EXERCISE SET:
1: Mark each statement about the portfolio optimization summary yes or no, and quote the words from the summary that settle it: (a) the method lets the investor put money directly into the reference security; (b) the approach uses the Sharpe Ratio to judge performance; (c) the framework draws on similarity measures.
2: Carry the portfolio optimization summary forward with a few more sentences after its last line.

==== GIVEN PASSAGE ====

A mean-variance optimized portfolio constructed for investment in a reference security, for an investor with a preference towards an accepted set of securities
Sidharth Mallik

TL;DR
This paper develops a mean-variance portfolio optimization method for investors who prefer a set of accepted securities similar to a reference security, but cannot invest directly in it due to constraints.
Contribution
It introduces a framework for constructing portfolios that approximate a reference security using an accepted set, incorporating similarity measures and performance metrics.
Findings
Optimal portfolios can be derived using mean-variance criteria.
The approach considers the Sharpe Ratio for performance evaluation.
The method accommodates investor-specific constraints.

==== DATASET SECTION ====

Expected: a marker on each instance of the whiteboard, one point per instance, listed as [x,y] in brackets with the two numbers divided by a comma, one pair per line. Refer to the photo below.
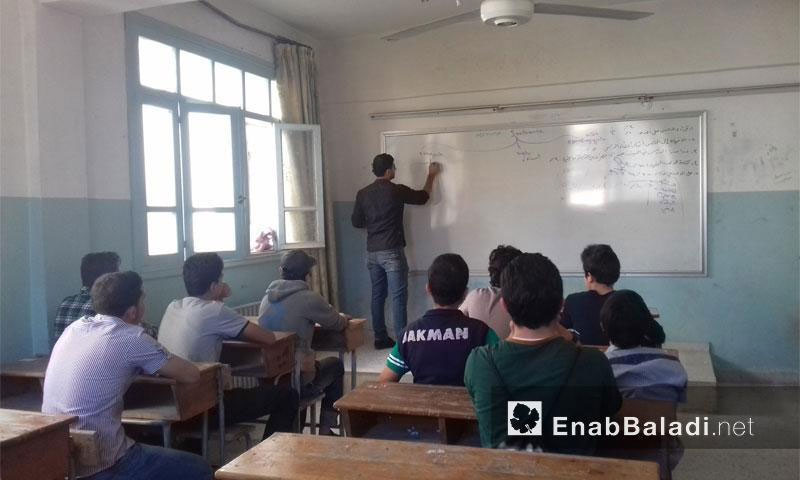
[637,184]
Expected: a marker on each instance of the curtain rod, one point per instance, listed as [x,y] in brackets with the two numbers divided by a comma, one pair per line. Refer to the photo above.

====

ANSWERS IN ORDER:
1:
(a) No: "cannot invest directly in it due to constraints"
(b) Yes: "The approach considers the Sharpe Ratio for performance evaluation."
(c) Yes: "incorporating similarity measures and performance metrics"

2:
Abstract
We consider a reference security, understood to be an attractive investment, with the caveat that an investor is not willing to directly invest in the security, for presence of constraints, either investor specific or pertaining to the security itself. The investor, however, is open to a portfolio constructed with an accepted set of securities, where returns could be considered similar to the reference security. We demonstrate, under a measure of similarity, such a portfolio could be selected with a mean-variance characterization, as defined by Markowitz. Furthermore, we consider the performance relative to the reference security, with the Sharpe Ratio. The objective of the paper is to derive an optimal portfolio to address an investor preference for the accepted set of securities.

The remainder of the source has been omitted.